== Set task ==
Repeat each of the following items verbatim, line for line, and omit the pictures from your reproduction.

== Stored data ==
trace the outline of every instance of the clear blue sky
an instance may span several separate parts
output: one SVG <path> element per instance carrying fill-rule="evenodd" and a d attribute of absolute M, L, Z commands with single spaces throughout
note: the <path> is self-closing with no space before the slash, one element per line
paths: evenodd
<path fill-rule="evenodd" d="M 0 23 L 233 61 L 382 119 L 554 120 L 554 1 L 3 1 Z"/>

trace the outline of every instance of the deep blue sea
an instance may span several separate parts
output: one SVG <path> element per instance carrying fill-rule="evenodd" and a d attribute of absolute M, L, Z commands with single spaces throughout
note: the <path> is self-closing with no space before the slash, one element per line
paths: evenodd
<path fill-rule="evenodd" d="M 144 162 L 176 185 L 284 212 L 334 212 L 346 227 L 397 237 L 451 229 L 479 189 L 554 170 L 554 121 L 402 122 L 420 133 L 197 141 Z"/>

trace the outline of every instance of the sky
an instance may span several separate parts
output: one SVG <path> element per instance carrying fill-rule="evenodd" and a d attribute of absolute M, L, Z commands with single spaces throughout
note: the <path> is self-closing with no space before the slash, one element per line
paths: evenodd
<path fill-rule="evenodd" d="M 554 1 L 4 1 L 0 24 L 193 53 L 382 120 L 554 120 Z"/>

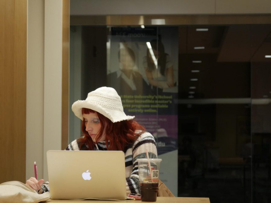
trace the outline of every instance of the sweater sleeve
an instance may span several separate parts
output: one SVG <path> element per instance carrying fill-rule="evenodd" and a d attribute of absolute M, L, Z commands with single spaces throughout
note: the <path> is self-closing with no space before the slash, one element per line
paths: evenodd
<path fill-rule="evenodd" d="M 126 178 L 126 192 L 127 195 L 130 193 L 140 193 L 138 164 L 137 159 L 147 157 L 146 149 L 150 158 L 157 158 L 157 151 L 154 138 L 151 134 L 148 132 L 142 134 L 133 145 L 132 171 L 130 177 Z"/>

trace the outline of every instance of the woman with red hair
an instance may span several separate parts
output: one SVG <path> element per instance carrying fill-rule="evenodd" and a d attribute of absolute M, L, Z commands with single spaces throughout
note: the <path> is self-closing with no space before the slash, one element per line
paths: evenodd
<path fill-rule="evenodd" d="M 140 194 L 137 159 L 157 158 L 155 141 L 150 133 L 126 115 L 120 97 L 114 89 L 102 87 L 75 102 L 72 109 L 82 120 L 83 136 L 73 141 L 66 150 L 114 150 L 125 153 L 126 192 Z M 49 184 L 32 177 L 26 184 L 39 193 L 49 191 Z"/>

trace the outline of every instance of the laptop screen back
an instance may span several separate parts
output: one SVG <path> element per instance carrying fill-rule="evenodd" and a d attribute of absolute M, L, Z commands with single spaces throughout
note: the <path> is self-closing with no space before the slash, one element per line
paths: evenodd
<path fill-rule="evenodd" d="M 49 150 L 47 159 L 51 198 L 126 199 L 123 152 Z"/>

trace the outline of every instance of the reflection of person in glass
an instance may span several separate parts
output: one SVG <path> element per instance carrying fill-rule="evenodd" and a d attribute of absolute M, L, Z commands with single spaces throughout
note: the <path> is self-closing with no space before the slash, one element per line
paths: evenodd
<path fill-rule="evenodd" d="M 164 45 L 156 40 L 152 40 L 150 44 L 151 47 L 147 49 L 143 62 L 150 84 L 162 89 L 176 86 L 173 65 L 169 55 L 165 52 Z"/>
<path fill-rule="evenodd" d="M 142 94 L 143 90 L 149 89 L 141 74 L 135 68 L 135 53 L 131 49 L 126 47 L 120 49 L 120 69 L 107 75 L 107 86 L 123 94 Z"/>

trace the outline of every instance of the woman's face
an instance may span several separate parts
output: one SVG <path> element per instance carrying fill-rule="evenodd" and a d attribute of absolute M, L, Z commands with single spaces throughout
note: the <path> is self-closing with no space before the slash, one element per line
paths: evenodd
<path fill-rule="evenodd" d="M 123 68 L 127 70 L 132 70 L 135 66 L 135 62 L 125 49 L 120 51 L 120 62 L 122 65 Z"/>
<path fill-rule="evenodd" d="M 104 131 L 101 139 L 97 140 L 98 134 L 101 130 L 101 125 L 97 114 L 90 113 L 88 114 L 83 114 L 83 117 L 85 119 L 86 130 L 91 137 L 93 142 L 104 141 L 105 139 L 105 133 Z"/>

== Worked answer ==
trace the outline of every instance of the clear blue sky
an instance may span several separate parts
output: one SVG <path> element per instance carrying fill-rule="evenodd" and a d attribute of absolute M, L, Z commands with single spaces throughout
note: the <path> is self-closing with no space before the slash, one element per line
paths: evenodd
<path fill-rule="evenodd" d="M 0 23 L 233 61 L 382 119 L 554 120 L 554 1 L 3 1 Z"/>

trace the outline of every instance of the deep blue sea
an instance may span several separate parts
output: one SVG <path> element per instance carrying fill-rule="evenodd" and a d attribute of absolute M, L, Z commands with single spaces throughout
note: the <path> is self-closing with no space before the slash, one element per line
paths: evenodd
<path fill-rule="evenodd" d="M 144 162 L 176 185 L 284 212 L 334 212 L 346 227 L 397 237 L 451 229 L 479 189 L 554 170 L 554 121 L 402 122 L 420 133 L 197 141 Z"/>

trace the outline of every instance of the sky
an instance may span several separate parts
output: one SVG <path> element per instance carrying fill-rule="evenodd" and a d attribute of absolute M, L, Z commands with single spaces throughout
note: the <path> is self-closing with no space before the slash, one element per line
paths: evenodd
<path fill-rule="evenodd" d="M 554 1 L 4 1 L 0 24 L 193 53 L 382 120 L 554 120 Z"/>

trace the outline of every instance of the sweater sleeve
an instance may span several separate parts
output: one SVG <path> element per instance carrying fill-rule="evenodd" and a d attribute of absolute M, L, Z commands with single spaces throughout
note: the <path> is self-closing with no space before the slash, one element per line
paths: evenodd
<path fill-rule="evenodd" d="M 126 178 L 126 192 L 127 195 L 130 193 L 140 193 L 138 164 L 137 159 L 147 157 L 146 149 L 150 158 L 157 158 L 157 151 L 154 138 L 151 134 L 148 132 L 142 134 L 133 145 L 132 171 L 130 177 Z"/>

trace the outline of every instance of the woman with red hair
an instance may span several separate parts
output: one SVG <path> element per instance carrying fill-rule="evenodd" and a d attribute of absolute M, L, Z commands with single spaces throughout
note: the <path> is self-closing with no space before the slash, one element per line
paths: evenodd
<path fill-rule="evenodd" d="M 140 194 L 137 159 L 157 158 L 155 141 L 150 133 L 126 115 L 120 97 L 114 89 L 102 87 L 75 102 L 72 109 L 82 120 L 83 136 L 73 141 L 66 150 L 114 150 L 125 153 L 126 192 Z M 49 184 L 32 177 L 26 184 L 39 193 L 49 191 Z"/>

trace the outline of every instance of the laptop screen back
an instance may span several separate parts
output: one SVG <path> element per instance carrying fill-rule="evenodd" and a d attribute of absolute M, L, Z commands with single spaces throughout
note: the <path> is self-closing with no space before the slash, one element per line
paths: evenodd
<path fill-rule="evenodd" d="M 49 150 L 47 159 L 51 198 L 126 199 L 123 152 Z"/>

trace the outline of every instance of the reflection of person in glass
an instance may span several separate parts
output: one SVG <path> element per instance carrying fill-rule="evenodd" and a d attribute of absolute M, L, Z commands with single spaces throughout
note: the <path> is self-closing with no space before the slash, one element per line
paths: evenodd
<path fill-rule="evenodd" d="M 164 45 L 156 40 L 152 40 L 150 44 L 151 47 L 147 49 L 143 62 L 150 84 L 162 89 L 176 86 L 173 65 L 169 55 L 165 52 Z"/>
<path fill-rule="evenodd" d="M 142 94 L 143 90 L 149 89 L 141 74 L 135 68 L 135 53 L 131 49 L 126 47 L 120 49 L 120 69 L 107 75 L 107 86 L 123 94 Z"/>

trace the outline of every instance of the woman's face
an instance may span several separate parts
output: one SVG <path> element per instance carrying fill-rule="evenodd" and a d attribute of absolute M, L, Z commands with single spaces throughout
note: the <path> is self-closing with no space before the slash, one element per line
paths: evenodd
<path fill-rule="evenodd" d="M 123 68 L 127 70 L 132 70 L 135 66 L 135 62 L 125 49 L 120 51 L 120 62 L 122 65 Z"/>
<path fill-rule="evenodd" d="M 104 131 L 101 139 L 97 140 L 98 134 L 101 130 L 101 125 L 97 114 L 90 113 L 88 114 L 83 114 L 83 117 L 85 119 L 86 130 L 91 137 L 93 142 L 104 141 L 105 139 L 105 133 Z"/>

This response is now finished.